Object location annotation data
►
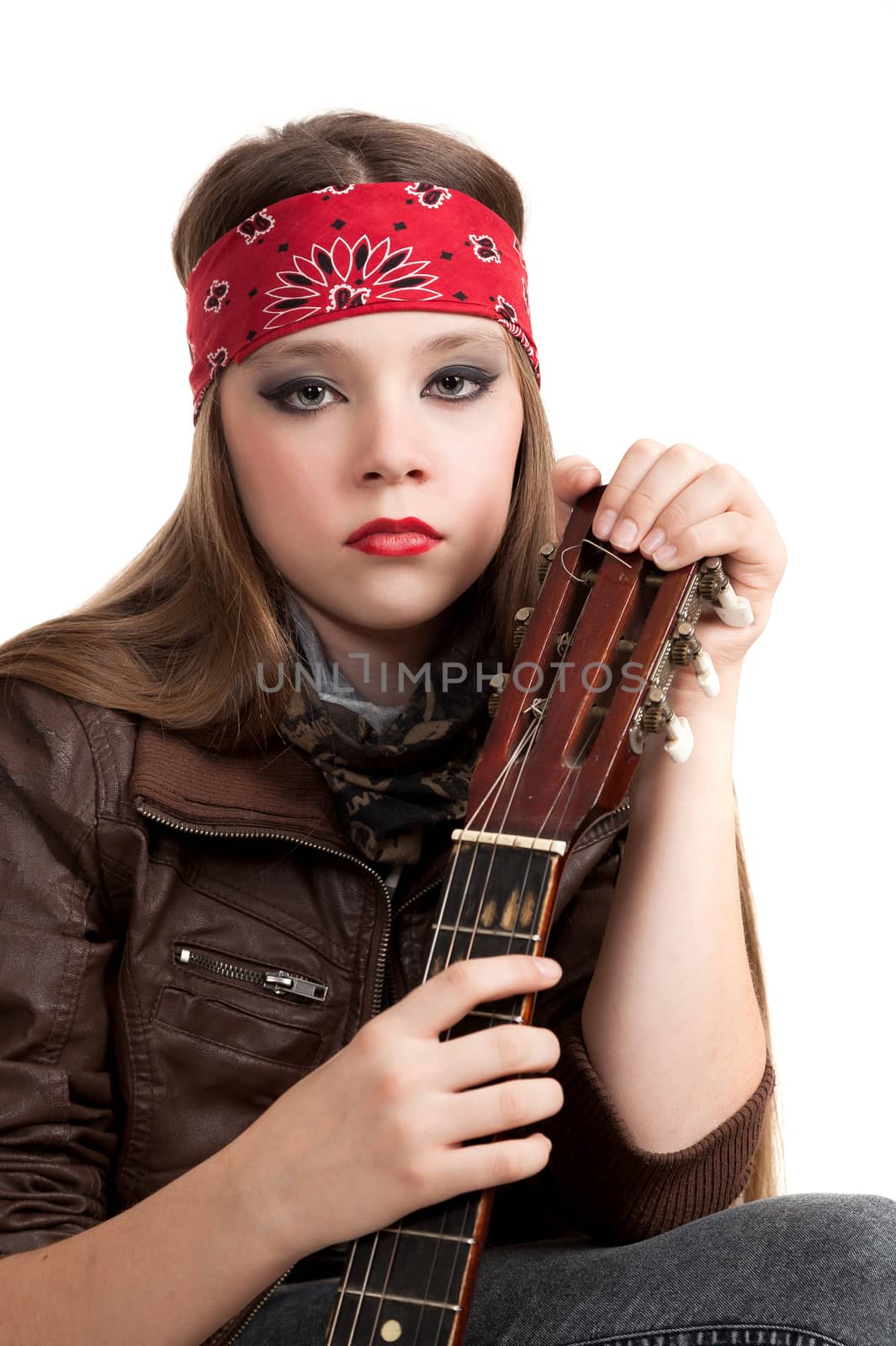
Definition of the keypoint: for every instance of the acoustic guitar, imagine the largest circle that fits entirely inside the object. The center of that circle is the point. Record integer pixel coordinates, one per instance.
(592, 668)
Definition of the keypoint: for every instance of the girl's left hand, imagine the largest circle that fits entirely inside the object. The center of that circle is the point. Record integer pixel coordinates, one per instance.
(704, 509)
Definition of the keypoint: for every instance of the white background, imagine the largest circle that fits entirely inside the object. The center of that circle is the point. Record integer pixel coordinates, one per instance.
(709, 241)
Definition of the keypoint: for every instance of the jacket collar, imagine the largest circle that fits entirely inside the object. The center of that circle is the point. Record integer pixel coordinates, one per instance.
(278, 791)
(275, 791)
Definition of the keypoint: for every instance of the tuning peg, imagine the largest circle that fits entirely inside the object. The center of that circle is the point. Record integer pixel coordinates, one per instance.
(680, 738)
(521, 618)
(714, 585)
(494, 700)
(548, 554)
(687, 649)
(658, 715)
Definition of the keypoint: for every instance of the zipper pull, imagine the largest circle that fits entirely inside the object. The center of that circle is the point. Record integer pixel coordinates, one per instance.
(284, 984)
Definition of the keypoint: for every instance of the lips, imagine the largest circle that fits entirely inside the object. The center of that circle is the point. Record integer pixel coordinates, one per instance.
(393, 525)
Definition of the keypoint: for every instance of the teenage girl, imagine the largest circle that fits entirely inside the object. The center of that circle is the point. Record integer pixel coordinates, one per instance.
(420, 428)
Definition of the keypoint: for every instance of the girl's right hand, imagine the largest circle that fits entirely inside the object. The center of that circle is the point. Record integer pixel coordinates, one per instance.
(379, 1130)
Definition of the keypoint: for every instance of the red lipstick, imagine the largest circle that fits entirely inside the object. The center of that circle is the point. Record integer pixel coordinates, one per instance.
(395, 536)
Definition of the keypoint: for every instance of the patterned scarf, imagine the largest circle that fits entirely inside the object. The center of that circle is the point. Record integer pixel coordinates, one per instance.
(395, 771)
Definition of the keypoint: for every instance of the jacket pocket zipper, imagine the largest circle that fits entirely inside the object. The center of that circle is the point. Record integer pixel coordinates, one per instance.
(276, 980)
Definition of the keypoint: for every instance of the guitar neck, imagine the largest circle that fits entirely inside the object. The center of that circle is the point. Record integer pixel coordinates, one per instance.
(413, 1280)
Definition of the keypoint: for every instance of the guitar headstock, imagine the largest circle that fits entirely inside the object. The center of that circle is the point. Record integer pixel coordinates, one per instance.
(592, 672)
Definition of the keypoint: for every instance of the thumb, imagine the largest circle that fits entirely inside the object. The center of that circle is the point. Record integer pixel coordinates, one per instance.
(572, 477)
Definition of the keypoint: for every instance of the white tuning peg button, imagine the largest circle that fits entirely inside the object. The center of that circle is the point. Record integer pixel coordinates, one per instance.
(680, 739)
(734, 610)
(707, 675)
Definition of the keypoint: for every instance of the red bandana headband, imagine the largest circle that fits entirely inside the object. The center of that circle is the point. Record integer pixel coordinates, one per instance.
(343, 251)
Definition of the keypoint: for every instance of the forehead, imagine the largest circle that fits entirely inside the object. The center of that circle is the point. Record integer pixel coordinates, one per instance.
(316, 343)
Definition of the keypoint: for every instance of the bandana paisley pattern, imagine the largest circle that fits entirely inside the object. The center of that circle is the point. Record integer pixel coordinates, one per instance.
◄
EXERCISE DESCRIPTION
Copy out the lines above, from the line containing "Definition of the keypoint: for every instance of the teenage" up to and including the line containing "(379, 1130)", without changing anything.

THE RESPONSE
Definition of the keypoint: for every instance of the teenage girl, imagine the largest circle that fits entirely inside the object. The center of that circle is the point. Record integer pixel coordinates, one per instance.
(420, 428)
Definition of the keypoint: for every instance of the girl's right hand, imagine the largest circle that fits entirely inside the object. The center of that circle is the point. Record integer pixel coordinates, one per instance.
(379, 1130)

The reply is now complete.